■ INSTRUCTION 1
According to the text excerpt, how many works of art were in Dušan's first solo exhibition in Australia at the Mack Gallery?
■ INSTRUCTION 2
Please substitute "thumb" for "finger" throughout the records and give them again with nothing else changed. Leave the pictures out of your answer.

■ TEXT EXCERPT
================================

Frustrated by the rejection and prejudice of his work, Dušan and his wife Helena moved to Tasmania for a short period in 1951 and then to Sydney. In 1953 Dušan held his first solo exhibition in Australia at the Mack Gallery in Sydney, featuring fifty works of art. It was a show that engaged all the senses, with visitors surrounded in an immersive surrealist environment, with six ticking clocks, a tinkling music box, velvet bejewelled flowers, web-like drapes and burning incense. The responses to his work in this exhibition were varied. In an article titled ‘Beware of reality’ published in the Mercury, it stated Sydney viewers have described the work as obscene, fascinating, repulsive and powerful.

================================

Object point labels

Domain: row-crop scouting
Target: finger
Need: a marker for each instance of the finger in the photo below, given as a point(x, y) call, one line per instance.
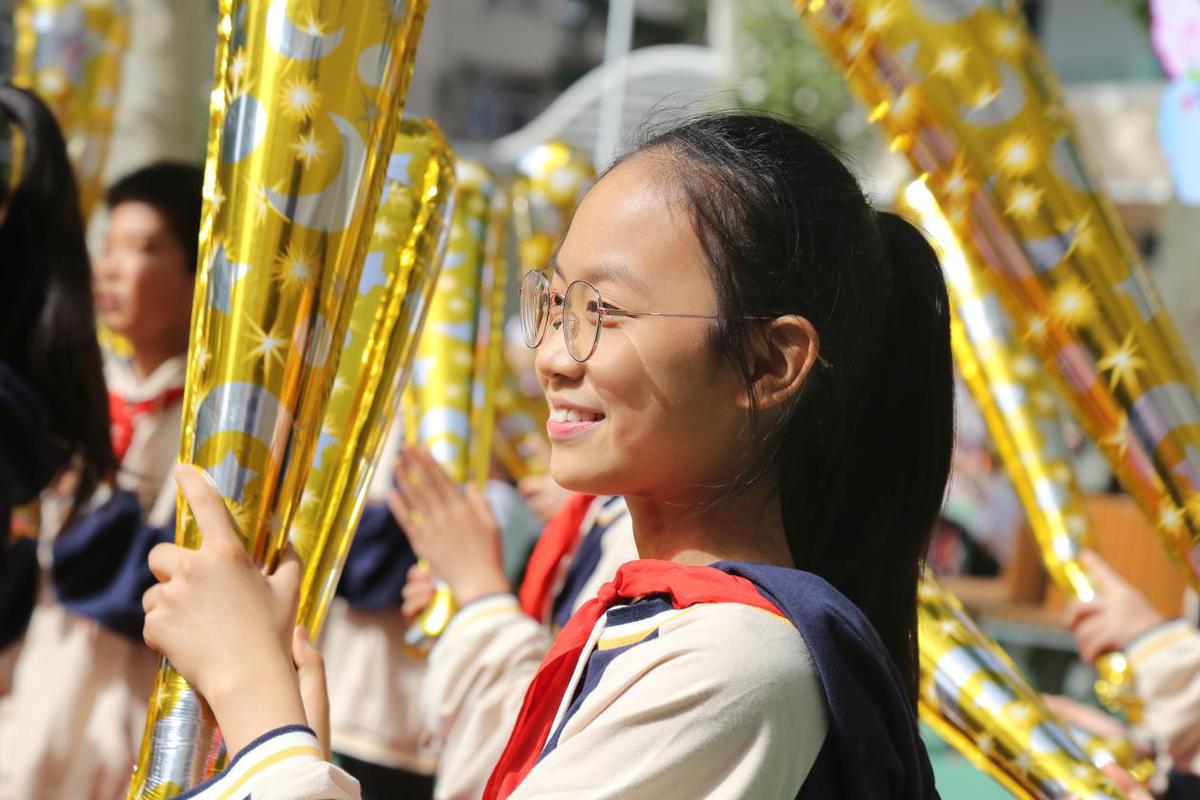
point(441, 485)
point(166, 559)
point(1093, 639)
point(313, 693)
point(151, 599)
point(412, 482)
point(1099, 569)
point(1079, 611)
point(397, 504)
point(207, 504)
point(529, 486)
point(480, 505)
point(419, 573)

================================

■ EXERCISE RESPONSE 1
Fifty works of art.

■ EXERCISE RESPONSE 2
Domain: row-crop scouting
Target: thumb
Need: a marker for each instance of the thumb in the photo below, given as a point(x, y) call, one line per instance.
point(441, 485)
point(166, 559)
point(1093, 639)
point(313, 693)
point(151, 599)
point(412, 482)
point(1099, 569)
point(1079, 611)
point(397, 504)
point(207, 504)
point(529, 486)
point(480, 505)
point(419, 573)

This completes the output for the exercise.